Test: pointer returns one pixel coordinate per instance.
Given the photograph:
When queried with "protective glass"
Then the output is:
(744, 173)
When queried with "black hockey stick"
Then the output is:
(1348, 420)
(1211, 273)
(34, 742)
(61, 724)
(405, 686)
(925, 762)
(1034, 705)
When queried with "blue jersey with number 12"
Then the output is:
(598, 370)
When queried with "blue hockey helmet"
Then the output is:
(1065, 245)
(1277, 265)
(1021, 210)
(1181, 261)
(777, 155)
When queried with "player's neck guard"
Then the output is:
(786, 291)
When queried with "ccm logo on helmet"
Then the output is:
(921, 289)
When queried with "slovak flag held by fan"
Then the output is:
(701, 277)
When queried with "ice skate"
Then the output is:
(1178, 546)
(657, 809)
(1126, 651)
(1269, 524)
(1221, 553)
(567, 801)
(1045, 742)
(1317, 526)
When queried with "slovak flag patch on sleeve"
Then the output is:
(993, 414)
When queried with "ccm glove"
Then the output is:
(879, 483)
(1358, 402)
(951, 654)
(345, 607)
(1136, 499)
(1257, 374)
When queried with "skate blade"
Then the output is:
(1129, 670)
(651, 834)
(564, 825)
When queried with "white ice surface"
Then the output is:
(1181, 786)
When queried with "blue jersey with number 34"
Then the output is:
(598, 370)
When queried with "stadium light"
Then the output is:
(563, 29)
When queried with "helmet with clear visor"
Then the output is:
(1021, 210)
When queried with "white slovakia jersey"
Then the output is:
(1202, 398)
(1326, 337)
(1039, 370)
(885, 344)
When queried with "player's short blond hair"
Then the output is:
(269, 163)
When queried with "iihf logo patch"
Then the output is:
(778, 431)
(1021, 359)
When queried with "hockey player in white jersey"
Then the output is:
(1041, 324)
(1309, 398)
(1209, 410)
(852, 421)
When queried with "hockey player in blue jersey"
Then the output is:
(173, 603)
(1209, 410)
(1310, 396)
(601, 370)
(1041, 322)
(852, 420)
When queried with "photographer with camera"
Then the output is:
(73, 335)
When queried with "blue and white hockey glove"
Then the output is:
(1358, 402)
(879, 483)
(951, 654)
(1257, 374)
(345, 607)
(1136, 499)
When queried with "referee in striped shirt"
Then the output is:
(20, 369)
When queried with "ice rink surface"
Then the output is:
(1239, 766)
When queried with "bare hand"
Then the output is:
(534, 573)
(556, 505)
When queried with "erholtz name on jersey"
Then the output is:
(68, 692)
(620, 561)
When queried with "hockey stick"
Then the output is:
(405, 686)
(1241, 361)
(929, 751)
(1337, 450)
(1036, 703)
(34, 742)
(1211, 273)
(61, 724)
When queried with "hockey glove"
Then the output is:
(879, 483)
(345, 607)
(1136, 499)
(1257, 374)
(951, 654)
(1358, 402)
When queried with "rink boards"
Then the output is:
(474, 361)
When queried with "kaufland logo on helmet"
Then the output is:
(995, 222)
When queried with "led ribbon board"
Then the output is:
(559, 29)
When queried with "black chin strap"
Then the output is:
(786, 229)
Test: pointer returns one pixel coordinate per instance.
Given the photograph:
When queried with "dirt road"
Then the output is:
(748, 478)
•••
* [Task statement]:
All of the entries, from the first line to the last, should be duplicated exactly.

* [Answer to the exercise]:
Test: pointer returns one pixel coordinate per instance.
Given the photograph:
When queried with "protective glass"
Then the output is:
(744, 173)
When queried with "black hockey stick"
Then the output is:
(1348, 420)
(1211, 273)
(34, 742)
(61, 724)
(405, 686)
(925, 762)
(1034, 705)
When queried with "blue jersey with number 12"
Then the output is:
(598, 370)
When queried with "blue hockey helmet"
Then the output is:
(1065, 245)
(1277, 265)
(1021, 210)
(1181, 261)
(777, 155)
When queried with "player's neck guard"
Then the output is:
(786, 291)
When queried with "ccm logo on helmet"
Then the output is:
(921, 289)
When queried with "slovak flag held by fan"
Then the output is:
(701, 277)
When queried with "ice skate"
Then the output is:
(1178, 546)
(657, 809)
(1126, 651)
(1269, 524)
(1221, 553)
(567, 801)
(1045, 742)
(1317, 526)
When queried with "slovak flag patch on sleeve"
Then the output is:
(993, 414)
When queried with "ccm glove"
Then the output is:
(879, 483)
(1358, 402)
(951, 654)
(345, 607)
(1136, 499)
(1257, 374)
When queried with "skate blade"
Then the output is:
(1129, 670)
(651, 834)
(564, 825)
When queried with "white ice surface"
Then the output is:
(1181, 786)
When queried with "blue jersey with number 34"
Then the output is:
(598, 370)
When queried with "stadium light"
Then the output is:
(563, 29)
When queried with "helmet with clear visor"
Then the output is:
(1021, 210)
When queried with "white slovakia jersey"
Then the output is:
(1202, 398)
(1326, 337)
(1039, 370)
(885, 344)
When queried with "player's short blond hair"
Then the output is:
(269, 163)
When queried with "iihf logo patch"
Then the output is:
(778, 431)
(1021, 359)
When queried with "hockey player in white jersey"
Then the output is:
(1041, 324)
(1309, 398)
(1209, 410)
(852, 421)
When queried with "hockey player in blue jersey"
Then the output is:
(173, 603)
(1209, 410)
(1310, 396)
(601, 370)
(1041, 322)
(852, 420)
When queried with "photographer with camera"
Then the output is:
(73, 335)
When queried with "blue and white hockey glove"
Then the output is:
(1358, 402)
(879, 483)
(951, 654)
(1257, 374)
(345, 607)
(1136, 499)
When queried with "referee in striped shirt"
Then the output is:
(20, 369)
When queried with "ice rink surface"
Then the output is:
(1239, 766)
When queried with "bare hand"
Then the output is:
(534, 573)
(556, 505)
When queried with "erholtz name on jersey"
Then the output is:
(68, 692)
(620, 561)
When queried with "hockey stick"
Then the output is:
(405, 686)
(1241, 361)
(929, 751)
(1337, 450)
(1036, 703)
(34, 742)
(1211, 273)
(61, 724)
When queried with "hockey glove"
Then the output is:
(879, 483)
(345, 607)
(1136, 499)
(1257, 374)
(951, 654)
(1358, 402)
When queried with "rink boards"
Then the output is:
(474, 361)
When queried with "kaufland logo on helmet"
Then the output is:
(995, 222)
When queried with "led ribbon board"
Then the output is:
(559, 29)
When queried with "black chin strap"
Then the output is:
(786, 229)
Test: pointer returns one pixel coordinate per instance.
Given the photograph:
When queried with "dirt road"
Then the output is:
(748, 478)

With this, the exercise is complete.